====== Excerpt to read
Figure 1.2 presents a detailed synthesis of the major ideas that are the foundation for all subsequent chapters, including (1) profiles of high-level users, (2) criteria for successful professional development, (3) alignment between UbD and other school and district initiatives, (4) effect on curriculum and assessment practices, and (5) general comments about other issues related to UbD's use and implementation.

Figure 1.2. What Have We Learned About Understanding by Design? A Summary of Preliminary Ascd Survey and Focus Group Results

  1. High-level UbD users tend to
    1. Use the UbD unit design regularly in their professional duties.
    2. Participate in a collaborative follow-up to their initial training (e.g., study groups, action research cohorts, and peer reviews).
    3. Be responsible for helping to synthesize the relationship between UbD and other school and district accountability initiatives.
    4. Articulate UbD as a framework to describe research-based best practices, rather than as a stand-alone program.
    5. Understand the connection between UbD's design principles and the universal best practices in their field.
  2. Successful and sustained UbD professional development tends to
    1. Avoid one-shot training sessions with little, if any, follow-up.
    2. Emphasize the alignment between UbD and other school and district accountability initiatives, especially standards and accountability testing.
    3. Involve all appropriate system stakeholders, not just single groups or cohorts.
    4. Ultimately involve some form of professional collaboration (e.g., initial study groups, peer review, and action research).
    5. Lead practitioners to express the need for value-added evaluations.
  3. To emphasize the alignment of UbD with other district initiatives, school and district staffs
    1. Avoid presenting UbD as another required program.
    2. Articulate the relationship between UbD and district standards.
    3. Analyze the content of high-stakes accountability testing designs to articulate areas on those tests in which UbD supports student achievement.
============
- Requirement A
Summarize the Understanding by Design excerpt in two sentences.
- Requirement B
In the Understanding by Design excerpt, what do high-level UbD users tend to participate in after their initial training?
The rows after this point are separate material.
====== Records supplied
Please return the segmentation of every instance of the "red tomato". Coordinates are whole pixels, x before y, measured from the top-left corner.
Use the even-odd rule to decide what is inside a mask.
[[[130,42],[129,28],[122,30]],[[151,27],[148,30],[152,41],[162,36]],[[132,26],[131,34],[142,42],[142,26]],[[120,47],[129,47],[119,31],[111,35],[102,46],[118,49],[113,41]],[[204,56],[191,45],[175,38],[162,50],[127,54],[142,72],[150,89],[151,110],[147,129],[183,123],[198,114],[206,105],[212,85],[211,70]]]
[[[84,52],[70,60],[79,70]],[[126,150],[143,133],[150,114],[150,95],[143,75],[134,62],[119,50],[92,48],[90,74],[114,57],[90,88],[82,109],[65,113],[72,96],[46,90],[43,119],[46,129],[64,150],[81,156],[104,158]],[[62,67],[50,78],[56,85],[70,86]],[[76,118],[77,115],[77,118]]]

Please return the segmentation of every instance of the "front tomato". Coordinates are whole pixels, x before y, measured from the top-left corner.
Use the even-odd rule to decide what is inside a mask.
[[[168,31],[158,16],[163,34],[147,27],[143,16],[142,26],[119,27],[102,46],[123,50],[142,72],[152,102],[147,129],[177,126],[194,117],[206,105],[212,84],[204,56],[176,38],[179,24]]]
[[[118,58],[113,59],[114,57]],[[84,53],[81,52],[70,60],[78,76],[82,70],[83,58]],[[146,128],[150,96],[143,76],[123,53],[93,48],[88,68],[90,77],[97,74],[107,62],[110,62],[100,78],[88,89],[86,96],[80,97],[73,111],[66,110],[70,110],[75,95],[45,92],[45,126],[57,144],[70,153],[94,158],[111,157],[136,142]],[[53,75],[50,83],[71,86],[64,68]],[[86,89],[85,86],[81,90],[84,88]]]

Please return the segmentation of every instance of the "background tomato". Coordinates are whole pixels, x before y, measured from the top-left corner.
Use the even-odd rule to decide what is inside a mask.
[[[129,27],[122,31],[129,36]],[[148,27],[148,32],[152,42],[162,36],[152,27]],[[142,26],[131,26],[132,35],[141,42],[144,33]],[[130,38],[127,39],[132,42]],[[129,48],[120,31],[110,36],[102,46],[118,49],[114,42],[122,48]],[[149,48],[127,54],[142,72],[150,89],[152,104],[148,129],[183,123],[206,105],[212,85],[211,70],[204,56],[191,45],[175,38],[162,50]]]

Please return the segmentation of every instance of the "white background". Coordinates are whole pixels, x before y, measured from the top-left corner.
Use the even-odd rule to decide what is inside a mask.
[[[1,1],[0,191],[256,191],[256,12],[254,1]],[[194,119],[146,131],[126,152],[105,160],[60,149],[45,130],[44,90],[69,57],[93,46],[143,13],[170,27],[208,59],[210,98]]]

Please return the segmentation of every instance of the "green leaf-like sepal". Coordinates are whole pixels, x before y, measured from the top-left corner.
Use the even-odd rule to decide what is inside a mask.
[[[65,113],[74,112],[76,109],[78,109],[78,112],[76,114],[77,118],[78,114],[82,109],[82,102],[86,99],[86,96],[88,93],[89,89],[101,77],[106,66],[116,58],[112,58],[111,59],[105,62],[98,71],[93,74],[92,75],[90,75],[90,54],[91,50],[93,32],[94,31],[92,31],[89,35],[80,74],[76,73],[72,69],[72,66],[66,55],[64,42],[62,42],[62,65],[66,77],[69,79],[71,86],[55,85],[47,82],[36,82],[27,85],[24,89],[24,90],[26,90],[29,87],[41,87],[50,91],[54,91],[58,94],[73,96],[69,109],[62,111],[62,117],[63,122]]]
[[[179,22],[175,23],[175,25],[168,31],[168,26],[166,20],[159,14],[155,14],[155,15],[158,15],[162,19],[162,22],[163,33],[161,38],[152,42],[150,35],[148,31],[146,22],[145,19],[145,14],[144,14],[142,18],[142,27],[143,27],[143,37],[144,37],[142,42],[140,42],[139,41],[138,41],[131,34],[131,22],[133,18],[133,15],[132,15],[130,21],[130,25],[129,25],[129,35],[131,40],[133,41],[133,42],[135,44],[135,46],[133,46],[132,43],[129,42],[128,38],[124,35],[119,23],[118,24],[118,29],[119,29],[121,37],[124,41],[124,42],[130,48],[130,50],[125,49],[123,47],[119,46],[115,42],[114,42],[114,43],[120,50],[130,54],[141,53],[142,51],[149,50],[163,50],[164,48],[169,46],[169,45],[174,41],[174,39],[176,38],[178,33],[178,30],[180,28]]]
============
- Solution A
Figure 1.2 summarizes preliminary ASCD survey and focus group results on UbD, covering high-level users, successful professional development, alignment with other initiatives, effects on curriculum and assessment, and general implementation issues. High-level users tend to use UbD regularly and treat it as a framework for best practices, while successful professional development avoids one-shot training, involves all stakeholders, and emphasizes alignment with standards and accountability testing.

- Solution B
A collaborative follow-up, such as study groups, action research cohorts, and peer reviews.